* _Prompt_
Starting at the line that contains "TARGET = two-story brick house" and continuing through the end of the items, write out those lines again with "small shrub" swapped for "flowering bush". Leave everything else in them unchanged, and give only those lines.

* _Records for processing_
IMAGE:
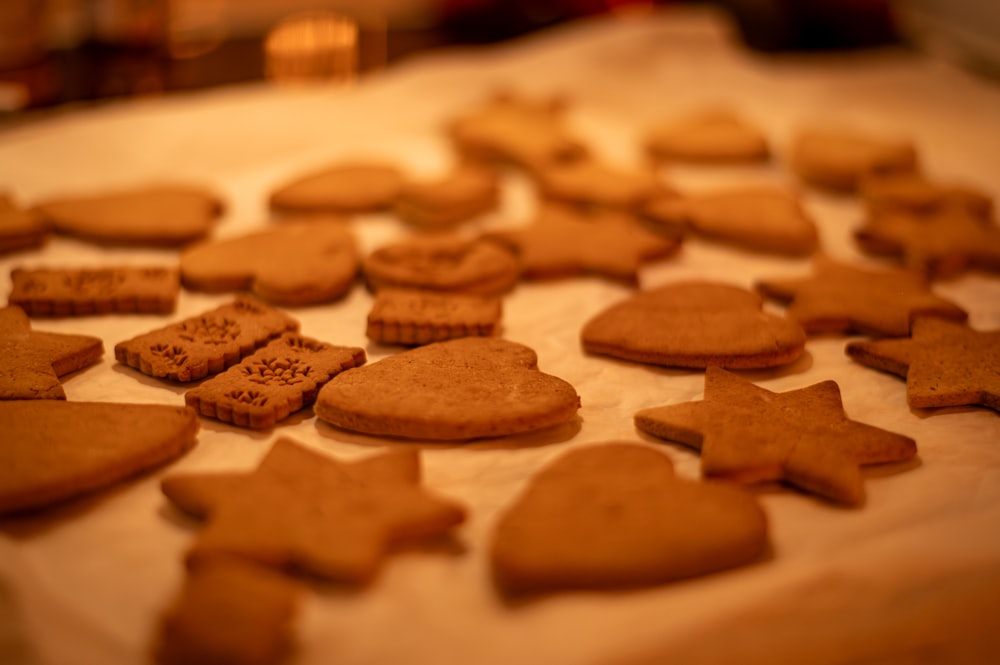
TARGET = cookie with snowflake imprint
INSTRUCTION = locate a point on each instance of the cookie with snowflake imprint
(272, 383)
(207, 343)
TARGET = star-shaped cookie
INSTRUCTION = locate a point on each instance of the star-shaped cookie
(841, 298)
(303, 510)
(942, 243)
(562, 243)
(944, 363)
(748, 434)
(32, 362)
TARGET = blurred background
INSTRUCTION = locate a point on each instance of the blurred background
(55, 52)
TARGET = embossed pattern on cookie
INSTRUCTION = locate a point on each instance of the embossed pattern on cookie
(84, 291)
(274, 382)
(205, 344)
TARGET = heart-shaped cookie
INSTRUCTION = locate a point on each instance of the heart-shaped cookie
(614, 515)
(466, 388)
(695, 324)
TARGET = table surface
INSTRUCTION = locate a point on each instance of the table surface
(916, 571)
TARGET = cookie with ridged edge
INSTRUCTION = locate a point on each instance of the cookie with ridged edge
(57, 450)
(207, 343)
(413, 317)
(293, 263)
(468, 388)
(694, 324)
(100, 290)
(616, 515)
(168, 215)
(31, 362)
(229, 610)
(944, 363)
(273, 382)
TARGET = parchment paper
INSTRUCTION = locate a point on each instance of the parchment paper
(913, 573)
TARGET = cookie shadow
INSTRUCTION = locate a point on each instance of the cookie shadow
(515, 599)
(176, 387)
(536, 439)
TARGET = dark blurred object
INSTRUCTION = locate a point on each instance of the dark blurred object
(805, 25)
(496, 20)
(965, 31)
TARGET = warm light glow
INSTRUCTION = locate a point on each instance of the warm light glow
(313, 46)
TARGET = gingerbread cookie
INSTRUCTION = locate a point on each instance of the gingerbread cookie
(561, 242)
(916, 193)
(614, 515)
(467, 388)
(590, 182)
(845, 299)
(747, 434)
(710, 135)
(694, 324)
(448, 263)
(206, 344)
(346, 187)
(229, 611)
(273, 382)
(944, 363)
(85, 291)
(158, 215)
(463, 194)
(413, 317)
(56, 450)
(20, 229)
(840, 158)
(517, 130)
(940, 244)
(304, 510)
(295, 263)
(31, 362)
(760, 218)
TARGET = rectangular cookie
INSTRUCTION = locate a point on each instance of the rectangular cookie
(273, 382)
(205, 344)
(85, 291)
(413, 317)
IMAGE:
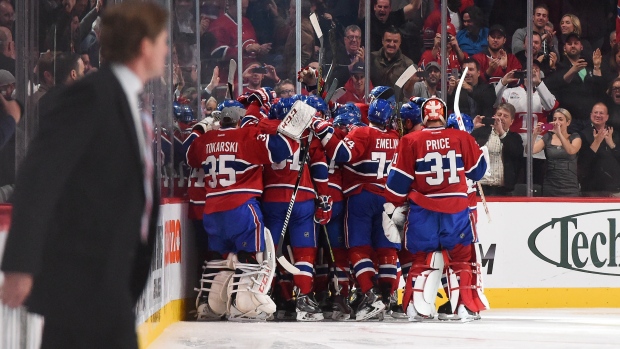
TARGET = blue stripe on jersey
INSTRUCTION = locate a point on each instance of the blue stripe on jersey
(319, 171)
(398, 182)
(342, 153)
(477, 172)
(279, 148)
(422, 166)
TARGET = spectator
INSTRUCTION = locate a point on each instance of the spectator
(90, 44)
(7, 14)
(477, 96)
(70, 35)
(224, 29)
(561, 148)
(611, 64)
(384, 18)
(613, 93)
(388, 63)
(454, 52)
(433, 21)
(10, 111)
(543, 102)
(599, 158)
(355, 86)
(472, 38)
(578, 82)
(69, 69)
(429, 86)
(348, 55)
(571, 24)
(495, 62)
(255, 74)
(540, 19)
(88, 68)
(505, 152)
(548, 62)
(307, 40)
(7, 50)
(45, 76)
(285, 88)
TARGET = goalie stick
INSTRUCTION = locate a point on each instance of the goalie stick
(232, 67)
(319, 33)
(459, 120)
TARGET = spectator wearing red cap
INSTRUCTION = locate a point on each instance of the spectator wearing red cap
(495, 62)
(355, 85)
(454, 52)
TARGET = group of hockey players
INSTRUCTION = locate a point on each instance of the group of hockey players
(376, 198)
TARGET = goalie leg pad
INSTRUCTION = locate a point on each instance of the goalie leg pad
(213, 299)
(251, 283)
(461, 266)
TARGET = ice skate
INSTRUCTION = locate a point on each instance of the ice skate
(308, 309)
(370, 306)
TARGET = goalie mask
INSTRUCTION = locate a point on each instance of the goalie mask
(434, 109)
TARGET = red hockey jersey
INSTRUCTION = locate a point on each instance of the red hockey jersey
(367, 154)
(430, 169)
(279, 178)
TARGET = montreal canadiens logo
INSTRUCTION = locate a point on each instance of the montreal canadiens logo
(433, 109)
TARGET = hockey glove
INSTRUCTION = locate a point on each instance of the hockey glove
(320, 127)
(203, 126)
(323, 212)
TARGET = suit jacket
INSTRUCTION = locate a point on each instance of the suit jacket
(512, 153)
(77, 209)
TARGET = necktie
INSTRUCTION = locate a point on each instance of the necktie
(147, 156)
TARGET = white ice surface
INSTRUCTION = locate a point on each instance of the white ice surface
(502, 328)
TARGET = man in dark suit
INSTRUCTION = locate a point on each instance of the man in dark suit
(85, 203)
(505, 152)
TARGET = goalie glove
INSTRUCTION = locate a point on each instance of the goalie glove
(323, 212)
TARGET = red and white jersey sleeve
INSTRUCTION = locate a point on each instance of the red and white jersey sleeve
(366, 153)
(231, 159)
(430, 168)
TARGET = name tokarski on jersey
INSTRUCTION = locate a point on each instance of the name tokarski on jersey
(430, 167)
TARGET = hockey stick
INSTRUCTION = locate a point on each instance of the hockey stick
(279, 255)
(319, 33)
(232, 67)
(459, 120)
(398, 87)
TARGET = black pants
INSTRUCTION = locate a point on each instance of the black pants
(63, 336)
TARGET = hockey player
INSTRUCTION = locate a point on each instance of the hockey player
(346, 117)
(238, 273)
(366, 153)
(279, 180)
(429, 173)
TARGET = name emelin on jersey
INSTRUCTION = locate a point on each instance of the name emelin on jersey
(383, 143)
(222, 147)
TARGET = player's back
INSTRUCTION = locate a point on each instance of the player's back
(231, 159)
(372, 150)
(442, 157)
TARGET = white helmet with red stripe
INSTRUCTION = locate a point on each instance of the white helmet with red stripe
(434, 109)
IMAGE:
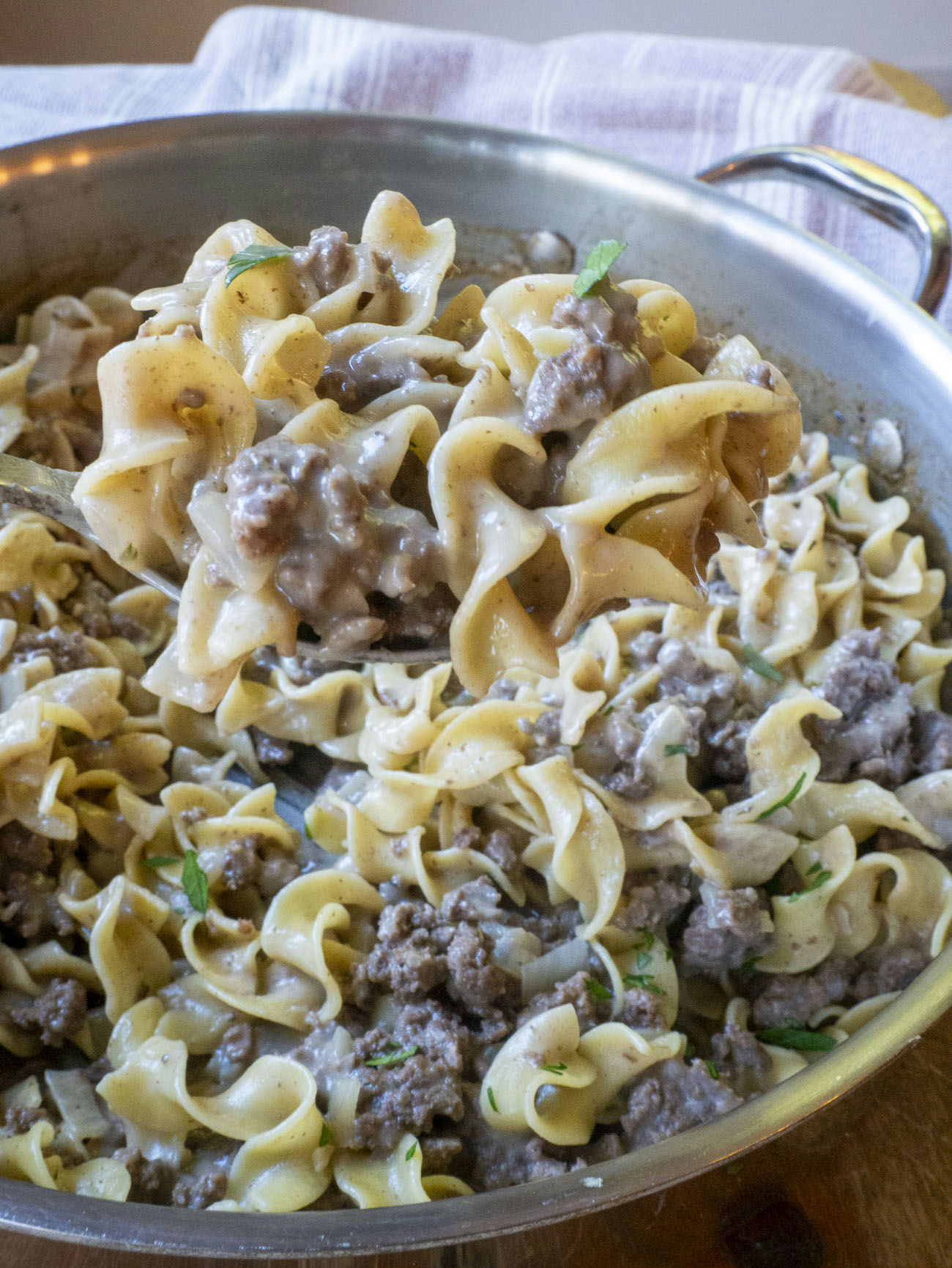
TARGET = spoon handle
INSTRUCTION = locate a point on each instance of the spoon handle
(48, 491)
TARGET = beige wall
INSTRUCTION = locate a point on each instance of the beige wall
(910, 32)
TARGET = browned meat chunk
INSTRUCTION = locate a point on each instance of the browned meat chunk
(152, 1179)
(19, 1119)
(672, 1097)
(641, 1009)
(334, 541)
(23, 850)
(573, 990)
(872, 740)
(795, 997)
(740, 1060)
(414, 1089)
(201, 1191)
(884, 969)
(324, 264)
(653, 905)
(724, 931)
(66, 650)
(29, 907)
(59, 1013)
(235, 1053)
(241, 865)
(270, 751)
(932, 741)
(409, 954)
(475, 980)
(603, 369)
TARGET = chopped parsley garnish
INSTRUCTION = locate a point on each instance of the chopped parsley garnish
(815, 883)
(785, 801)
(645, 980)
(253, 255)
(194, 883)
(797, 1037)
(395, 1056)
(754, 661)
(598, 260)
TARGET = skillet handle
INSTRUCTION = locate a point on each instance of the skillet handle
(866, 185)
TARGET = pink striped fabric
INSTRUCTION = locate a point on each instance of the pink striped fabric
(677, 103)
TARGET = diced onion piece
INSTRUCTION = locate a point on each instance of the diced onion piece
(74, 1097)
(553, 966)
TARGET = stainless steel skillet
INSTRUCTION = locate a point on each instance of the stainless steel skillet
(138, 198)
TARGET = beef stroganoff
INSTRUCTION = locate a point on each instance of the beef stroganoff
(672, 825)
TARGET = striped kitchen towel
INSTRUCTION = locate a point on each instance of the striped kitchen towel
(677, 103)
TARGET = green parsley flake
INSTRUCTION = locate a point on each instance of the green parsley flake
(756, 662)
(797, 1037)
(596, 990)
(251, 256)
(598, 260)
(785, 801)
(815, 883)
(645, 980)
(393, 1058)
(194, 883)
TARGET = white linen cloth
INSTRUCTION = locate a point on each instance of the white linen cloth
(680, 104)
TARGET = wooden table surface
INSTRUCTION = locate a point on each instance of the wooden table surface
(866, 1183)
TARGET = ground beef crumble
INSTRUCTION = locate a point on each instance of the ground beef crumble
(57, 1015)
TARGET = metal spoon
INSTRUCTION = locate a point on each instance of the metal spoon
(48, 491)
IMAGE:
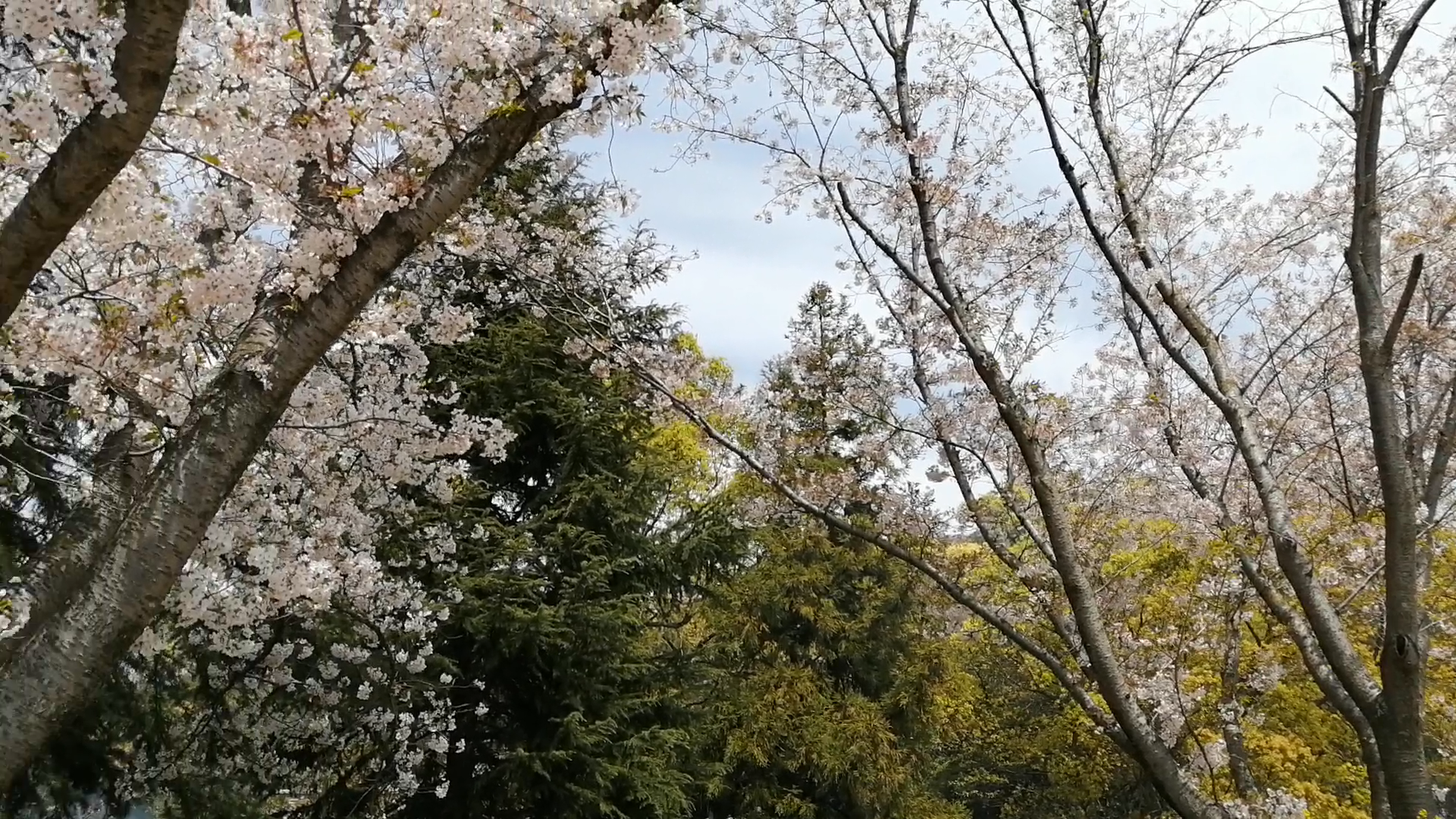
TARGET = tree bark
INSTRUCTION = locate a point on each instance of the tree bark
(91, 156)
(67, 654)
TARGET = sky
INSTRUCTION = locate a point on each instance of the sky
(742, 286)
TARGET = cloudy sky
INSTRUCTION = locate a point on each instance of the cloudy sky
(742, 286)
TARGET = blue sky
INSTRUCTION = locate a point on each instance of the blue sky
(742, 286)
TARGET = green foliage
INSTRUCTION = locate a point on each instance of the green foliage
(823, 689)
(564, 689)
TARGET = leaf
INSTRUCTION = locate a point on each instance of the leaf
(507, 110)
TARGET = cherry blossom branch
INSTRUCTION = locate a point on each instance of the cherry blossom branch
(897, 551)
(114, 575)
(92, 153)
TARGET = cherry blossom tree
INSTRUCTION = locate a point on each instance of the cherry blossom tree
(224, 352)
(1274, 395)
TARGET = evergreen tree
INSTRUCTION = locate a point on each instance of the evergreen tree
(826, 670)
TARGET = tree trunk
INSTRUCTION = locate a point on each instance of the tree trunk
(91, 156)
(67, 654)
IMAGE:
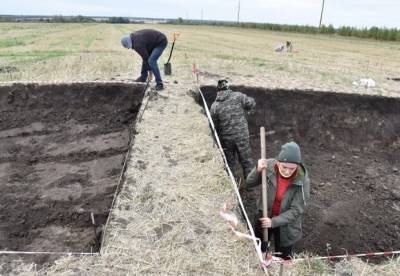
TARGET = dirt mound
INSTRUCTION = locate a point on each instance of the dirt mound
(351, 147)
(62, 149)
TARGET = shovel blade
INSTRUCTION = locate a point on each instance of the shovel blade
(167, 69)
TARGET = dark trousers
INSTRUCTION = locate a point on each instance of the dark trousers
(152, 65)
(286, 252)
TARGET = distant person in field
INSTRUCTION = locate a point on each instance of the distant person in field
(288, 190)
(149, 44)
(289, 46)
(228, 113)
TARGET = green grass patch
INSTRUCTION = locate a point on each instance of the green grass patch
(11, 42)
(32, 56)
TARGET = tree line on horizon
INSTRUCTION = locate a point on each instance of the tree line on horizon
(385, 34)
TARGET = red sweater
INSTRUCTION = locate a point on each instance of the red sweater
(281, 186)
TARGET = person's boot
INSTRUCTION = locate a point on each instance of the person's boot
(140, 79)
(159, 86)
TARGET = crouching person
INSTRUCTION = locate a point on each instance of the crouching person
(288, 189)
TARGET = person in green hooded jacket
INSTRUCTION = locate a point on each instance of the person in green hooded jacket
(288, 190)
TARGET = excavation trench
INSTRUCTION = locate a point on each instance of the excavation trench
(351, 147)
(62, 151)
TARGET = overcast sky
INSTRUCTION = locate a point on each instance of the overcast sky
(359, 13)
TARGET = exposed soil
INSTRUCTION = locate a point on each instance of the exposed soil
(62, 149)
(351, 147)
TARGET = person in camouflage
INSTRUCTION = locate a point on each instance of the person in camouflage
(228, 114)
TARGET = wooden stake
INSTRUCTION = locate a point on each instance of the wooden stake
(264, 182)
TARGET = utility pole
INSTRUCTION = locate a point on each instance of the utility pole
(322, 12)
(238, 11)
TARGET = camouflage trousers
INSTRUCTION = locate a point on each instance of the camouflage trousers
(240, 146)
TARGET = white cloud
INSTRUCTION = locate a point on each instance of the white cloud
(338, 12)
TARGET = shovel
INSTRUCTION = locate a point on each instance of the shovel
(167, 66)
(264, 186)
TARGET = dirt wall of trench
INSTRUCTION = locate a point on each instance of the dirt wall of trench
(351, 147)
(62, 149)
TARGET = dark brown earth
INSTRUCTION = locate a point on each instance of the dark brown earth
(351, 147)
(62, 149)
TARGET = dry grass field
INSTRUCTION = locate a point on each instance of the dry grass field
(90, 52)
(60, 52)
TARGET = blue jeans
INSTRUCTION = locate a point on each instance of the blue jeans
(152, 63)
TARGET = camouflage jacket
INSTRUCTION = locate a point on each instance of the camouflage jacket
(229, 113)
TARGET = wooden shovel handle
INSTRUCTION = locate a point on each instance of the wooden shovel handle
(264, 182)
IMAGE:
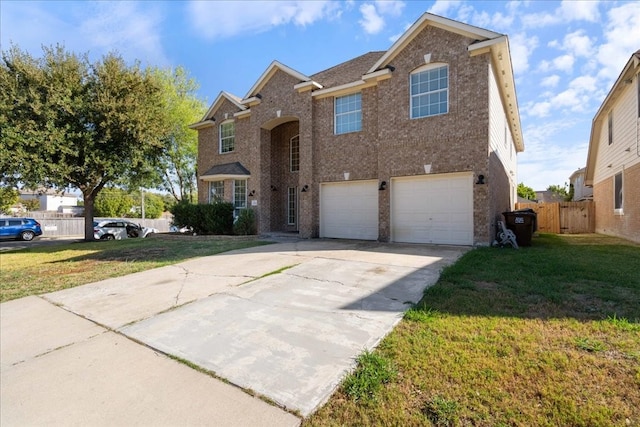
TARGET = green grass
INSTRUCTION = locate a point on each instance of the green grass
(548, 335)
(39, 270)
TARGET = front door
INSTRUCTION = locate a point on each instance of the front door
(292, 207)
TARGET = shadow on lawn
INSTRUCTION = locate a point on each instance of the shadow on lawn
(583, 277)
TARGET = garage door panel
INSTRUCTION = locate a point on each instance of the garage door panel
(349, 210)
(432, 209)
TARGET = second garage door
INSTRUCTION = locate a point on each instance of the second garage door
(349, 210)
(432, 209)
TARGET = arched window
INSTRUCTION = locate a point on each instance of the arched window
(294, 154)
(227, 137)
(429, 87)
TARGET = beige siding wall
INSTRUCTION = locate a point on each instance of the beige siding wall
(613, 158)
(502, 157)
(622, 156)
(627, 224)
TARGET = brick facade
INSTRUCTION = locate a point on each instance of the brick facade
(390, 144)
(626, 225)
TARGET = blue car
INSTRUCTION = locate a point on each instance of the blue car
(25, 229)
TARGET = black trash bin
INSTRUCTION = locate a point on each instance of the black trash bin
(523, 223)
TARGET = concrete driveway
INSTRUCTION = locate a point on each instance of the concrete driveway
(285, 321)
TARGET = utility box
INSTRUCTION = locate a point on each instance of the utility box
(523, 223)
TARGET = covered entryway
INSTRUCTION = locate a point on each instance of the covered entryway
(432, 209)
(349, 210)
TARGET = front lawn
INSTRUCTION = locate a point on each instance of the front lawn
(39, 270)
(547, 335)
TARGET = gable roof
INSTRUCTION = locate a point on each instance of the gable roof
(435, 21)
(485, 41)
(269, 72)
(208, 119)
(628, 72)
(348, 71)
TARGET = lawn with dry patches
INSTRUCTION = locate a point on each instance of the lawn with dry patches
(548, 335)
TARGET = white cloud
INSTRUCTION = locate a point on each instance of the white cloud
(578, 43)
(395, 37)
(564, 63)
(580, 10)
(545, 162)
(550, 81)
(371, 22)
(539, 109)
(521, 47)
(372, 14)
(442, 7)
(228, 19)
(130, 28)
(390, 7)
(622, 33)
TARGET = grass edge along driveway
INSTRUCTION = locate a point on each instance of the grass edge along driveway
(39, 270)
(548, 335)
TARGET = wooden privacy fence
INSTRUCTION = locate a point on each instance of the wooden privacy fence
(563, 217)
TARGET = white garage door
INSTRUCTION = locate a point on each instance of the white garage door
(432, 209)
(349, 210)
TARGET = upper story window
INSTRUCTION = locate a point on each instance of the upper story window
(430, 91)
(294, 154)
(610, 127)
(617, 193)
(227, 137)
(348, 113)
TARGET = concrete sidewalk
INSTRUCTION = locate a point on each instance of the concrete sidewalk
(289, 336)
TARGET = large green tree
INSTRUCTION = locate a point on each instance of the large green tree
(526, 192)
(177, 168)
(66, 121)
(561, 191)
(8, 197)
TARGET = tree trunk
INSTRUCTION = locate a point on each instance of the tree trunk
(88, 216)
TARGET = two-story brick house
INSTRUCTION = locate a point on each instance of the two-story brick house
(414, 144)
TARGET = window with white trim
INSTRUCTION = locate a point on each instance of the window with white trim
(429, 88)
(294, 154)
(617, 193)
(291, 205)
(348, 113)
(227, 137)
(216, 191)
(239, 195)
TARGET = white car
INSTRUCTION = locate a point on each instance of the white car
(117, 229)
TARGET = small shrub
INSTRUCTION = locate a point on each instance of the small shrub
(372, 372)
(589, 345)
(245, 223)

* _Response to this exercise_
TARGET = two-story brick house
INSTRUCTION = locate a point on each instance of the two-story brick house
(414, 144)
TARGET = window with white trim
INSTRUCTION = locate a point on each instance of the window with white trim
(429, 88)
(294, 154)
(617, 193)
(291, 205)
(348, 113)
(227, 137)
(216, 191)
(239, 195)
TARGET = white car
INSTRUCTION = locate a point on each instance of the white car
(117, 229)
TARGET = flowering bush
INSTRUCTION = locate a point on each instance of the flowering bush
(372, 372)
(589, 345)
(245, 223)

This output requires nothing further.